Law enforcement to smartphone companies: Make security smarter 01:57

(CBS News) In the U.S., one-third of robberies involve the theft of a mobile device. Top law enforcement officials from New York and San Francisco will ask for help on Thursday from the companies that make those devices. They want smartphone makers to be smarter about security.

More than half of all Americans now carry smartphones and that makes them potential targets for thieves. According to Consumer Reports, 1.6 million Americans had their smartphones stolen last year. In San Francisco, District Attorney George Gascon says nearly half the robberies in 2012 targeted cell phones, and many of the thefts were violent.

Gascon said, "It could be at gunpoint, it could be a knife, it could be a punch. ... A lot of people being hurt. We had one tourist who actually got stabbed."

When Gascon and New York Attorney General Eric Schneiderman meet with smartphone makers Apple, Google, Samsung and Microsoft, they will be looking for details on how companies plan to fight the crime wave.

In a presentation this week, Apple said the so-called "kill switch" technology will be part of iPhone software available in the fall.

Craig Federighi, senior vice president of software engineering at the tech company, said, "Now with activation lock, if a thief tries to turn off 'find my iPhone' or if they even wipe the device entirely, they will not be able to reactivate it."

But CNET editor Molly Wood found Apple's announcement short on details. "We don't know very much about this feature," she said. "Presumably this would let you send a signal to that phone wherever it was so that it would deactivate the phone, and only the owner could get in with some sort of a passcode or maybe a biometric. We're not exactly sure what mechanism."

An iPhone stolen on the streets of San Francisco can quickly end up for sale on the black market half-way around the world. Now the question is, can a kill switch kill what's become a huge criminal enterprise?

Watch John Blackstone's full "CBS This Morning" report above.

The technology could be a game-changer, according to CBS News senior correspondent John Miller, a former New York Police Department deputy commissioner.

Records from a pointing dataset
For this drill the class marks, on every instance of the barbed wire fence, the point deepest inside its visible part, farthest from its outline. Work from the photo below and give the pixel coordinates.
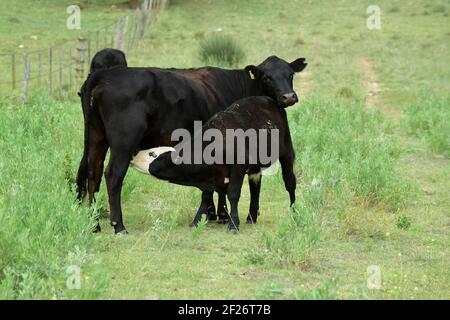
(63, 67)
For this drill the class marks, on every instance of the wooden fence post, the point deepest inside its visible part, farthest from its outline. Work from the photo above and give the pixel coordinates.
(39, 68)
(118, 35)
(26, 77)
(50, 72)
(69, 49)
(13, 70)
(97, 35)
(60, 69)
(89, 48)
(81, 48)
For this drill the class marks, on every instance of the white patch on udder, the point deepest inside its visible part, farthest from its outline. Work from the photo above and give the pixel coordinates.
(255, 177)
(142, 160)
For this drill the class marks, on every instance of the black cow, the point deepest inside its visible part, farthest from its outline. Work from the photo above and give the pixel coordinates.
(226, 174)
(107, 58)
(132, 109)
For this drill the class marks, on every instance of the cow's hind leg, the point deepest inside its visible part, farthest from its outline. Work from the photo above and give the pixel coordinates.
(234, 193)
(96, 156)
(205, 207)
(287, 167)
(254, 181)
(123, 144)
(222, 209)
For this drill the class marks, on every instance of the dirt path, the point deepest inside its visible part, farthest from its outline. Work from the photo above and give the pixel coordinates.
(371, 83)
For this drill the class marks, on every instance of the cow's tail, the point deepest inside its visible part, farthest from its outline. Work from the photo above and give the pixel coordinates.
(83, 170)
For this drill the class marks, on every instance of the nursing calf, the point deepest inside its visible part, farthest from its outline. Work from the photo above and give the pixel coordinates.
(225, 161)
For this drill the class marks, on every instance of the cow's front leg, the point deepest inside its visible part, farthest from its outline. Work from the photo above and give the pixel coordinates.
(206, 207)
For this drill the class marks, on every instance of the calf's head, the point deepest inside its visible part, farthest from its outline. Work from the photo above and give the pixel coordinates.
(275, 77)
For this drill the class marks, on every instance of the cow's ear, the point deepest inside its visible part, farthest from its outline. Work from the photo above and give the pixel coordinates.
(298, 65)
(252, 72)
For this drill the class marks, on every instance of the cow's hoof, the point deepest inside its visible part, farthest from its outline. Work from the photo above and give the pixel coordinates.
(212, 217)
(250, 221)
(222, 220)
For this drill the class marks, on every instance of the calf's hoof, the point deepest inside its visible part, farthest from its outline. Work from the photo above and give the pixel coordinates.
(222, 220)
(122, 232)
(211, 217)
(251, 220)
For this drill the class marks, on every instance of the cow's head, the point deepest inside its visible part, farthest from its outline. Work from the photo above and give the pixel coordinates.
(275, 77)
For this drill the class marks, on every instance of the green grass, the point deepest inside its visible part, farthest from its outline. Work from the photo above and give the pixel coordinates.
(428, 119)
(42, 230)
(372, 182)
(220, 50)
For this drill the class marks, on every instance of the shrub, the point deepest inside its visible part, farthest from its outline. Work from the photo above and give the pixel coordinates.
(222, 50)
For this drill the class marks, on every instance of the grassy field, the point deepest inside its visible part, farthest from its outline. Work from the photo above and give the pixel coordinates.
(372, 138)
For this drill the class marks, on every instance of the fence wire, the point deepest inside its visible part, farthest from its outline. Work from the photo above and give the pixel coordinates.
(64, 66)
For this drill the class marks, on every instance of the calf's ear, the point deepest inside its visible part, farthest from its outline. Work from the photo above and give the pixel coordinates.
(252, 72)
(298, 65)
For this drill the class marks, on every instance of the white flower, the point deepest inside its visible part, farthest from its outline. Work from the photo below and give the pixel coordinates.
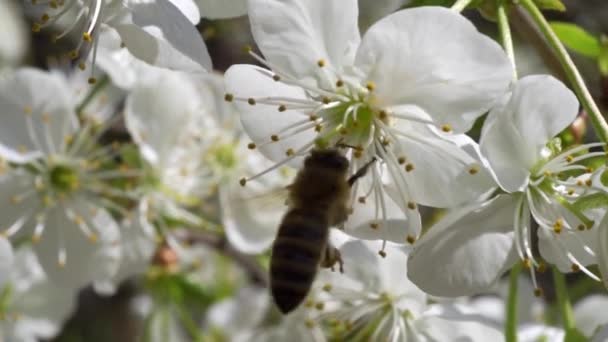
(221, 9)
(389, 95)
(373, 300)
(52, 191)
(13, 34)
(32, 308)
(159, 32)
(471, 247)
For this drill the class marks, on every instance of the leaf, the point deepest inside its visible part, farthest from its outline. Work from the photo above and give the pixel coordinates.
(577, 39)
(593, 201)
(556, 5)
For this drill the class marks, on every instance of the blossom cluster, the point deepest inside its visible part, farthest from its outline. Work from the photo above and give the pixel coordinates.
(133, 158)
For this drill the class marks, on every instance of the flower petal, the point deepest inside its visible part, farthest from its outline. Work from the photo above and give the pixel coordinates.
(159, 115)
(159, 34)
(516, 131)
(221, 9)
(261, 121)
(295, 34)
(436, 59)
(441, 170)
(467, 251)
(37, 114)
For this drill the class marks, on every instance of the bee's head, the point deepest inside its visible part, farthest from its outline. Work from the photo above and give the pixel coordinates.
(327, 158)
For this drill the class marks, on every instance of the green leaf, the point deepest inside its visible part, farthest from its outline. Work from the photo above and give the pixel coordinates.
(577, 39)
(592, 201)
(556, 5)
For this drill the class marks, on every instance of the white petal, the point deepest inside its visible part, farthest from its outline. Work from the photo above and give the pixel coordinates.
(51, 117)
(221, 9)
(447, 169)
(295, 34)
(85, 261)
(189, 9)
(451, 323)
(261, 121)
(518, 129)
(159, 115)
(467, 251)
(161, 35)
(6, 260)
(13, 33)
(589, 314)
(436, 59)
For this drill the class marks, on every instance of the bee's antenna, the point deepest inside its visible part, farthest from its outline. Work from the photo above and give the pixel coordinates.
(361, 172)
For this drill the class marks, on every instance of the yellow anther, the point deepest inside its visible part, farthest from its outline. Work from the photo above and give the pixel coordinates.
(558, 225)
(93, 238)
(370, 86)
(542, 267)
(73, 54)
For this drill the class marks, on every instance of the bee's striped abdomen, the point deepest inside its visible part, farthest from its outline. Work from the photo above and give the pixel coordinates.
(296, 253)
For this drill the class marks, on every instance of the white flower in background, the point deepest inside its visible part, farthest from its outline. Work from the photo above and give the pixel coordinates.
(222, 9)
(472, 246)
(391, 95)
(31, 307)
(159, 32)
(13, 34)
(51, 185)
(373, 300)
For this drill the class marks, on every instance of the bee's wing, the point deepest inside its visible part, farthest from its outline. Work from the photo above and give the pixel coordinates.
(251, 217)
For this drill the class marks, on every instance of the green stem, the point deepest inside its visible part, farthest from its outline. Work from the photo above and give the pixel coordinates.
(511, 321)
(574, 76)
(562, 299)
(99, 85)
(505, 35)
(460, 5)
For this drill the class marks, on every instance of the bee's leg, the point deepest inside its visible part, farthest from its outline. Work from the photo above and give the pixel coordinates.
(331, 256)
(361, 172)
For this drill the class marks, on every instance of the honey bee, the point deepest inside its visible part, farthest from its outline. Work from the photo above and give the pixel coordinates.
(318, 199)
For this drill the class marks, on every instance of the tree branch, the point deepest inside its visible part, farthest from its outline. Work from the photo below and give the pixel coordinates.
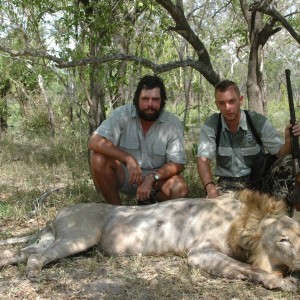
(268, 9)
(183, 28)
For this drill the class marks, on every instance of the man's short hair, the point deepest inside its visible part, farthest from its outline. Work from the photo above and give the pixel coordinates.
(150, 82)
(224, 85)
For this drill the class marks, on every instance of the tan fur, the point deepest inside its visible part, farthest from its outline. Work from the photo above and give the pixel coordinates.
(245, 226)
(249, 239)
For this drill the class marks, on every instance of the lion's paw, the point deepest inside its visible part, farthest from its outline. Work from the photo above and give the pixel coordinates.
(285, 284)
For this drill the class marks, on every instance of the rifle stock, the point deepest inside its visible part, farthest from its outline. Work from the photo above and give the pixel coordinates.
(294, 199)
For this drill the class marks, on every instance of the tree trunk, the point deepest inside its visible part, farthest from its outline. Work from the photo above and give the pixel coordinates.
(255, 82)
(3, 107)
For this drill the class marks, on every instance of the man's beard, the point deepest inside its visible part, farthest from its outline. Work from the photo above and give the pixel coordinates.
(148, 117)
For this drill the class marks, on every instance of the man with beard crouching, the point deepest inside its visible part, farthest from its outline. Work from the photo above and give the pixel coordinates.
(139, 149)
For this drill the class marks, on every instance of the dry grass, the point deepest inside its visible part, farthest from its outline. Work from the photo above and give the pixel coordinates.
(27, 170)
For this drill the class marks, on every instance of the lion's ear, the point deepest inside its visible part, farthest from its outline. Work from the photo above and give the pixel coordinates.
(248, 241)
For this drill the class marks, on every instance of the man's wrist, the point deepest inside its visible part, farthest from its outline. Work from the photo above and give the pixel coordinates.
(208, 183)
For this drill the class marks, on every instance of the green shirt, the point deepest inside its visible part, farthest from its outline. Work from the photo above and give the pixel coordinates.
(164, 142)
(237, 152)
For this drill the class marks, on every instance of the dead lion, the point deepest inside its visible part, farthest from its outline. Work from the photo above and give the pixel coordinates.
(252, 239)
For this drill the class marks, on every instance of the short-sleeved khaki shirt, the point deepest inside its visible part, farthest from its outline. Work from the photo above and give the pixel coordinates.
(237, 152)
(164, 142)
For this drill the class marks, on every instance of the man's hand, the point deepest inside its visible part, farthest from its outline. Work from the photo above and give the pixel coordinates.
(145, 188)
(212, 191)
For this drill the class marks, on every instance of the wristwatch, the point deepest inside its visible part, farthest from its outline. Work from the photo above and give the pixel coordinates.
(156, 177)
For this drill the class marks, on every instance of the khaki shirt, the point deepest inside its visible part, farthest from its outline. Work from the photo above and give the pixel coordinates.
(164, 142)
(237, 152)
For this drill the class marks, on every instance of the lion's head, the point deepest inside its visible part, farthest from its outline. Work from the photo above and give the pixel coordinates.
(263, 235)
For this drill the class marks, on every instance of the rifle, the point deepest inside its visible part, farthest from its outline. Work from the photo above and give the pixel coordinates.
(294, 198)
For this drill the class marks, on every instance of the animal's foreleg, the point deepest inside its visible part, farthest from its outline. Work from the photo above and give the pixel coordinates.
(10, 257)
(221, 265)
(59, 249)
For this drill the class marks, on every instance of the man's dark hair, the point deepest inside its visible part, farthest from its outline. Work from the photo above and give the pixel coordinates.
(150, 82)
(225, 84)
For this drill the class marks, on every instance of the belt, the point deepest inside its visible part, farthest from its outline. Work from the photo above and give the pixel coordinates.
(241, 179)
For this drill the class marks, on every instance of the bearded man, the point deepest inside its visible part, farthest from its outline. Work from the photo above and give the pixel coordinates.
(139, 150)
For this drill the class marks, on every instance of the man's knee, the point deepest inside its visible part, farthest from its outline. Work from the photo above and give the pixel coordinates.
(178, 188)
(98, 162)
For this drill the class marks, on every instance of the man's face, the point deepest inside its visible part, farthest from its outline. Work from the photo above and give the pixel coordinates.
(149, 106)
(229, 103)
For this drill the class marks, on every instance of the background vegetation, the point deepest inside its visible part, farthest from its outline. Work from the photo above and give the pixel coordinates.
(65, 65)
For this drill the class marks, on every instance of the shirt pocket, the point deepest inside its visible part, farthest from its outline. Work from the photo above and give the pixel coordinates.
(224, 157)
(159, 156)
(129, 145)
(250, 155)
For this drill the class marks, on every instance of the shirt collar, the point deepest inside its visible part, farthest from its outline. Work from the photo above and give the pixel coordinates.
(162, 118)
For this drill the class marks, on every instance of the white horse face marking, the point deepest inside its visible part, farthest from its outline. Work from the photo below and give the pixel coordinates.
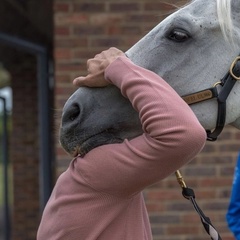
(96, 116)
(189, 51)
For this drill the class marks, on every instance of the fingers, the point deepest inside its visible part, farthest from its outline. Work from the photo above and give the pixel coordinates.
(91, 80)
(96, 67)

TO BE DONE:
1 - In the smartphone theft article, how many Americans had their smartphones stolen last year according to Consumer Reports?
2 - Edit the smartphone theft article by rewriting everything from "When Gascon and" down to "in the fall.", swapping "Samsung" for "Nokia".
3 - Please pick up the smartphone theft article from the point where it stops and carry it forward.
These rows are material of their own, apart from the smartphone theft article.

RESULTS BY TASK:
1 - 1.6 million Americans.

2 -
When Gascon and New York Attorney General Eric Schneiderman meet with smartphone makers Apple, Google, Nokia and Microsoft, they will be looking for details on how companies plan to fight the crime wave.

In a presentation this week, Apple said the so-called "kill switch" technology will be part of iPhone software available in the fall.

3 -
"You've got to remember, since 1994 crime has been steadily decreasing across the country because of new police strategies and techniques. The only thing we've seen go up across the country -- you saw the spike in New York, Washington, and Milwaukee, and San Francisco, was suddenly robbery and larceny. And they looked at [it] and said, 'What is driving this?' and it was all smartphone thefts, and the bulk of it was iPhone thefts and other Apple products. ... Every time there was a new iteration there was another spike because, of course, everybody wanted to get the new phone, so for police this is a big problem."

However, phone companies have historically been resistant to increasing security measures because, according to Miller, it's about the company's bottom line.

"The phone companies, the developers, the Apples, the Samsungs, and the Motorolas, they're all very good when they figure out something that's either making them lose money -- of fixing that so it stops -- or something that's going to make them money. They can move very quickly. But in this case, it was kind of another thing. Not only were they not losing money from the phone thefts, but everybody who had their phone stolen had to go out and do what? Had to go out and buy a new phone, so it's not a matter of urgency."

For more with Miller, watch his full "CTM" appearance in the video below.

City officials and politicians advocated for tech companies to make the cell phones completely inactive if they're stolen. Miller explained, "(They said,) 'The minute you make the smartphone a dumb phone, a paper weight once it's stolen, the thefts stop.' Because if the thief can't sell it, it's no good.

"Why do they not break into cars every night and steal radios out of them? Because the people who make cars and radios made it so when you rip radio out, it won't work again."